WHAT THE TASK ASKS ▸ Please return each record exactly as it stands.

RECORD EXCERPTS ▸
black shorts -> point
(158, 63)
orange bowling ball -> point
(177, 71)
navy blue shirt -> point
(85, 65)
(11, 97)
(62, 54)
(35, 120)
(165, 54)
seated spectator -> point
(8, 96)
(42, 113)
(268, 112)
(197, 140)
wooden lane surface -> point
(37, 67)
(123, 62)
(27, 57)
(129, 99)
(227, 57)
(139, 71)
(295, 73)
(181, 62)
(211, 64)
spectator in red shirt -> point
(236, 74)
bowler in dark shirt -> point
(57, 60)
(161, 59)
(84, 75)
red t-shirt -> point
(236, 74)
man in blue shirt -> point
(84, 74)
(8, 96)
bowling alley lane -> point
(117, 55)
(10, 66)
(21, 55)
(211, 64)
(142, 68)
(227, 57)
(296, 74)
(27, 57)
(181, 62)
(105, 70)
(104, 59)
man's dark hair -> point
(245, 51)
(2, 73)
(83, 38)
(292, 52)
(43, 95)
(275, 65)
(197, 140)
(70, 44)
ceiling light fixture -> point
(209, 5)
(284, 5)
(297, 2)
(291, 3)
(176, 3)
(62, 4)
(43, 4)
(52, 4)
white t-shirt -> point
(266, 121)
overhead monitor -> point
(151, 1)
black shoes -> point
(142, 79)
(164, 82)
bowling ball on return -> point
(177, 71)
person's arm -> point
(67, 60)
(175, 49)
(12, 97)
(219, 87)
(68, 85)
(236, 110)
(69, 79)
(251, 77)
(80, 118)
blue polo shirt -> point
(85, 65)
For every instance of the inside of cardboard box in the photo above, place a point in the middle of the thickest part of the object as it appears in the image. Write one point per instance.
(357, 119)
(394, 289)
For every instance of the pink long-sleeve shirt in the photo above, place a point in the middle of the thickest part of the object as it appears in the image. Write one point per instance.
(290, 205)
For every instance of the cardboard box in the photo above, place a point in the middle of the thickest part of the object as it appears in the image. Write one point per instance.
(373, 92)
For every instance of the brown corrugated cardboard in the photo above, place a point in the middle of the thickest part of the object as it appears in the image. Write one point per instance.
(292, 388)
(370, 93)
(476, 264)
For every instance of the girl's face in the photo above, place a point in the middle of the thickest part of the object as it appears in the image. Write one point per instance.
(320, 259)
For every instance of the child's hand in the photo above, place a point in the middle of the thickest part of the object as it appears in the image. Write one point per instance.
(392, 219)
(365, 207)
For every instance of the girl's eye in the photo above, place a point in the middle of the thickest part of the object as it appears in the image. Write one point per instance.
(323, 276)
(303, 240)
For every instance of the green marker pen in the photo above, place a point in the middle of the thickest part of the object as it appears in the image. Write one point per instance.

WRITTEN ANSWER ▸
black shorts -> point
(158, 63)
orange bowling ball -> point
(177, 71)
navy blue shirt -> point
(85, 65)
(11, 97)
(62, 54)
(35, 120)
(165, 54)
seated spectator -> point
(8, 96)
(42, 113)
(268, 112)
(197, 140)
wooden lane surface -> point
(37, 67)
(123, 62)
(27, 57)
(129, 99)
(227, 57)
(139, 71)
(295, 73)
(181, 62)
(211, 64)
spectator in red shirt -> point
(236, 74)
bowler in dark shirt -> point
(57, 60)
(161, 59)
(84, 75)
red t-shirt -> point
(236, 74)
man in blue shirt -> point
(84, 74)
(8, 96)
bowling alley lane -> point
(117, 55)
(10, 66)
(21, 55)
(211, 64)
(142, 68)
(227, 57)
(296, 74)
(27, 57)
(181, 62)
(105, 70)
(104, 59)
man's dark hair -> point
(245, 51)
(2, 73)
(83, 38)
(292, 52)
(43, 95)
(275, 65)
(197, 140)
(70, 44)
ceiling light fixture -> point
(209, 5)
(284, 5)
(297, 2)
(291, 3)
(176, 3)
(62, 4)
(43, 4)
(52, 4)
white t-shirt -> point
(266, 121)
overhead monitor -> point
(151, 1)
black shoes -> point
(142, 79)
(164, 82)
bowling ball on return -> point
(177, 71)
person's arm -> point
(67, 60)
(175, 49)
(12, 97)
(219, 87)
(68, 85)
(236, 110)
(69, 79)
(251, 77)
(80, 118)
blue polo shirt -> point
(85, 65)
For every instance of the inside of cardboard box in the photo above, place a point in the middle of the thickest part of the object as it appears in the image. Write one point per instance.
(357, 119)
(394, 289)
For every instance of the pink long-sleeve shirt in the photo above, place a point in the middle of the thickest part of the object as it appears in the image. Write one point per instance.
(290, 205)
For every instance of the cardboard box in the photo above, place a point in the middle of the thickest part of the object as it appears in the image. Write one point per instance.
(373, 92)
For every instance of the brown corrugated cardboard in the photo above, place a point in the middle of the thickest part of the object as it appears in the image. Write one point per instance.
(292, 388)
(370, 93)
(476, 264)
For every instance of the girl's face in the photo above, place a point in the middle of the thickest part of the object as it appears in the image. Write one point per instance.
(320, 259)
For every instance of the child's hand in the photo above, place a point in the middle of the thickest part of the object as it appears in the image. Write one point per instance.
(392, 219)
(365, 207)
For every instance of the girl's eye in the photo above, place a point in the middle of the thickest part of the object as it appears in the image. Write one point per instance.
(323, 276)
(303, 240)
For every instance of the green marker pen in the photo above, place a point in the middle of the thickest part of the object as it appears in the image. Write one point per instance.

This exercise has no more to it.